§ EXERCISE GOAL
Reproduce the material verbatim from its first line through the line that contains "[[321, 63, 419, 267]]", leaving the pictures out of your copy.
--- START AVAILABLE DATA ---
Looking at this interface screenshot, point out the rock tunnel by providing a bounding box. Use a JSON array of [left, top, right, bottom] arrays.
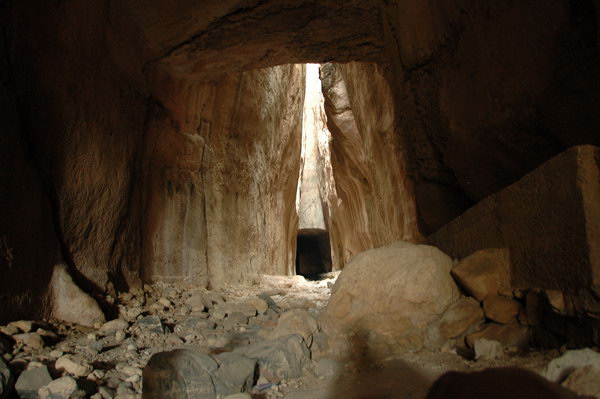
[[0, 0, 600, 396]]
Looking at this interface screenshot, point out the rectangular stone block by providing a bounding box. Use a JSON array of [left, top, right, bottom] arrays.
[[427, 145, 600, 311]]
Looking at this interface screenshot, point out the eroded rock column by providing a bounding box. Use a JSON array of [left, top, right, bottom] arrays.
[[321, 63, 419, 267]]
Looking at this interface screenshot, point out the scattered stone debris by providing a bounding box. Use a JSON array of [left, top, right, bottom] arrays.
[[0, 260, 600, 399]]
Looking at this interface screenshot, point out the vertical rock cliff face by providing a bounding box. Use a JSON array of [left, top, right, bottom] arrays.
[[144, 65, 305, 286], [0, 0, 600, 318], [0, 2, 146, 313], [383, 0, 600, 234], [321, 63, 419, 267]]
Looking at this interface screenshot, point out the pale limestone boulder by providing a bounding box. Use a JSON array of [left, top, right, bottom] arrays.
[[452, 248, 510, 301], [142, 349, 219, 399], [320, 242, 459, 356], [51, 264, 106, 327], [483, 295, 521, 324], [271, 308, 318, 346], [439, 298, 483, 339], [234, 334, 310, 382], [245, 297, 269, 314], [8, 320, 33, 332]]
--- END AVAILABLE DATA ---
§ EXERCISE ANSWER
Looking at this interface screenshot, point out the rock tunnel by providing a bounding box. Use a JSON array of [left, top, right, bottom] arrays.
[[0, 0, 600, 396]]
Looking at this interface screenshot, point out the rectangular stone block by providing a bounding box. Use a JSON array of [left, top, right, bottom] arrays.
[[427, 145, 600, 311]]
Looking at this interface screenshot, point out the eroded rock column by providing a bounding box. Use a JSON array of [left, top, right, bottom] arrays.
[[321, 63, 419, 267]]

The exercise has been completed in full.